• Provided text:
start
[PATCH 1/2] vfio: Introduce bus driver to IOMMU invalidation interface

From: Alex Williamson
Date: Thu May 14 2020 - 12:52:12 EST


VFIO bus drivers, like vfio-pci, can allow mmaps of non-page backed
device memory, such as MMIO regions of the device. The user may then
map these ranges through the IOMMU, for example to enable peer-to-peer
DMA between devices. When these ranges are zapped or removed from the
user, such as when the MMIO region is disabled or the device is
released, we should also remove the IOMMU mapping. This provides
kernel level enforcement of the behavior we already see from userspace
drivers like QEMU, where these ranges are unmapped when they become
inaccessible. This userspace behavior is still recommended as this
support only provides invalidation, dropping unmapped vmas. Those
vmas are not automatically re-installed when re-mapped.

Signed-off-by: Alex Williamson <alex.williamson@xxxxxxxxxx>
---
drivers/vfio/pci/vfio_pci.c | 34 +++++++++-
drivers/vfio/pci/vfio_pci_private.h | 1
drivers/vfio/vfio.c | 14 ++++
drivers/vfio/vfio_iommu_type1.c | 123 ++++++++++++++++++++++++++---------
include/linux/vfio.h | 5 +
5 files changed, 142 insertions(+), 35 deletions(-)

diff --git a/drivers/vfio/pci/vfio_pci.c b/drivers/vfio/pci/vfio_pci.c
index 49ae9faa6099..100fe5f6bc22 100644
--- a/drivers/vfio/pci/vfio_pci.c
+++ b/drivers/vfio/pci/vfio_pci.c
@@ -521,6 +521,8 @@ static void vfio_pci_release(void *device_data)
vfio_pci_vf_token_user_add(vdev, -1);
vfio_spapr_pci_eeh_release(vdev->pdev);
vfio_pci_disable(vdev);
+ vfio_group_put_external_user(vdev->group);
+ vdev->group = NULL;
}

mutex_unlock(&vdev->reflck->lock);
@@ -539,6 +541,15 @@ static int vfio_pci_open(void *device_data)
mutex_lock(&vdev->reflck->lock);

if (!vdev->refcnt) {
+ struct pci_dev *pdev = vdev->pdev;
+
+ vdev->group = vfio_group_get_external_user_from_dev(&pdev->dev);
+ if (IS_ERR_OR_NULL(vdev->group)) {
+ ret = PTR_ERR(vdev->group);
+ vdev->group = NULL;
+ goto error;
+ }
+
ret = vfio_pci_enable(vdev);
if (ret)
end
• Object location annotation data:
start
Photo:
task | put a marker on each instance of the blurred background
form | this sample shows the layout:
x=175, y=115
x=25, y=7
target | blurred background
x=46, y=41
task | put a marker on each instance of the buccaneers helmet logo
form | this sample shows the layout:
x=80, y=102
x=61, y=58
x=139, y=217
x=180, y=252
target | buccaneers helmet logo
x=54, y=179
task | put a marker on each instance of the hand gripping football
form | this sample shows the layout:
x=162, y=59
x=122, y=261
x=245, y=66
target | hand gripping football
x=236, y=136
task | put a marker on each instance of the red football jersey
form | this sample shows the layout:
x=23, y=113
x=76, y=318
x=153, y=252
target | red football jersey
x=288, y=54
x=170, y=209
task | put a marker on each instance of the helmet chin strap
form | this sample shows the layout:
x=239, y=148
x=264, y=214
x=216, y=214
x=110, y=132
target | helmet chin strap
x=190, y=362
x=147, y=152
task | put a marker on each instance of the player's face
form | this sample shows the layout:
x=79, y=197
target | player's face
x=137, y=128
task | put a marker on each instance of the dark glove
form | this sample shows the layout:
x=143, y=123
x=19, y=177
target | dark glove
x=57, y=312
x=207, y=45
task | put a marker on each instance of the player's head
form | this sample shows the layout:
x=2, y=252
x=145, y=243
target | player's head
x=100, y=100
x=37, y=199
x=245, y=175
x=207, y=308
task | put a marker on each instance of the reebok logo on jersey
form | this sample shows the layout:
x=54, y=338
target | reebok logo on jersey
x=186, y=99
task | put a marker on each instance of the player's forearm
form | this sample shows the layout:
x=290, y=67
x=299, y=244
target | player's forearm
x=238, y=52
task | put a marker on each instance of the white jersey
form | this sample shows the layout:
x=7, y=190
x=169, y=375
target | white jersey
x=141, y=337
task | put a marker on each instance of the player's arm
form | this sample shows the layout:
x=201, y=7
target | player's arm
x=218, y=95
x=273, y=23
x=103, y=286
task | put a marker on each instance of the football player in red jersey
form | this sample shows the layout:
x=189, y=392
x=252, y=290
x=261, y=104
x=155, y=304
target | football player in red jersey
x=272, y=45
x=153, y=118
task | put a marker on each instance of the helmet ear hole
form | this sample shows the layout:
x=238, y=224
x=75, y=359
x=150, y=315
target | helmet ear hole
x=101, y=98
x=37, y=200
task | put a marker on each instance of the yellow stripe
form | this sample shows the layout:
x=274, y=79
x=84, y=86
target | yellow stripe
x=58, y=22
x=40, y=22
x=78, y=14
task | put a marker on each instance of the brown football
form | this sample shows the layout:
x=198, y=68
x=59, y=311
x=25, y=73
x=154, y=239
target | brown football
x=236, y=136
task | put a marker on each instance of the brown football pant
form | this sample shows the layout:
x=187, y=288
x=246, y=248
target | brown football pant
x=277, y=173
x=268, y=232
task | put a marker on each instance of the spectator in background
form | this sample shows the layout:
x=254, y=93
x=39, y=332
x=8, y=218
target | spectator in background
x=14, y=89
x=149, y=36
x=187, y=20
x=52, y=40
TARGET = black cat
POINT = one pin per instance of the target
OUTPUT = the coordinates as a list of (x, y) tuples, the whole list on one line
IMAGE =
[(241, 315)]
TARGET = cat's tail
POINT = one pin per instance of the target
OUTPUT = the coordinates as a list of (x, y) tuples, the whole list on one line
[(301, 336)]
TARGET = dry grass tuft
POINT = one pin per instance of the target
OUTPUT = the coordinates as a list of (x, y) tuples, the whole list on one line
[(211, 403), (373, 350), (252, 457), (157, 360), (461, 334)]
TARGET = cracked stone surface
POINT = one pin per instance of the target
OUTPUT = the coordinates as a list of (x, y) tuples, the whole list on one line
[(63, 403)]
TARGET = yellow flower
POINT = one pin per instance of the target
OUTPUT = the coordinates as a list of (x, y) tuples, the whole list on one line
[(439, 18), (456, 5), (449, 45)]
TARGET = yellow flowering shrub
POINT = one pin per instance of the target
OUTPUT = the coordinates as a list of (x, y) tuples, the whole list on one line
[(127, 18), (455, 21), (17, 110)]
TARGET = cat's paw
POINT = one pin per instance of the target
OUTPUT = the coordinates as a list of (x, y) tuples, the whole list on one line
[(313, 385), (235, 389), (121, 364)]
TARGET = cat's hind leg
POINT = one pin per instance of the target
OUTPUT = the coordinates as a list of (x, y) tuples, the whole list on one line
end
• Required work:
1. Answer these questions about the VFIO patch:
(a) Who sent the patch, and on what date?
(b) Which userspace driver does the patch name as already unmapping ranges when they become inaccessible?
(c) How many files does the patch change, and how many insertions and deletions does it report?
2. Render the records from the line containing "the helmet chin strap" down to and including the line containing "x=207, y=308" as a JSON list of strings, one string per line, leaving out blank lines.

• In response:
1.
(a) Alex Williamson sent it on Thu May 14 2020.
(b) QEMU.
(c) 5 files, with 142 insertions and 35 deletions.

2.
[
  "task | put a marker on each instance of the helmet chin strap",
  "form | this sample shows the layout:",
  "x=239, y=148",
  "x=264, y=214",
  "x=216, y=214",
  "x=110, y=132",
  "target | helmet chin strap",
  "x=190, y=362",
  "x=147, y=152",
  "task | put a marker on each instance of the player's face",
  "form | this sample shows the layout:",
  "x=79, y=197",
  "target | player's face",
  "x=137, y=128",
  "task | put a marker on each instance of the dark glove",
  "form | this sample shows the layout:",
  "x=143, y=123",
  "x=19, y=177",
  "target | dark glove",
  "x=57, y=312",
  "x=207, y=45",
  "task | put a marker on each instance of the player's head",
  "form | this sample shows the layout:",
  "x=2, y=252",
  "x=145, y=243",
  "target | player's head",
  "x=100, y=100",
  "x=37, y=199",
  "x=245, y=175",
  "x=207, y=308"
]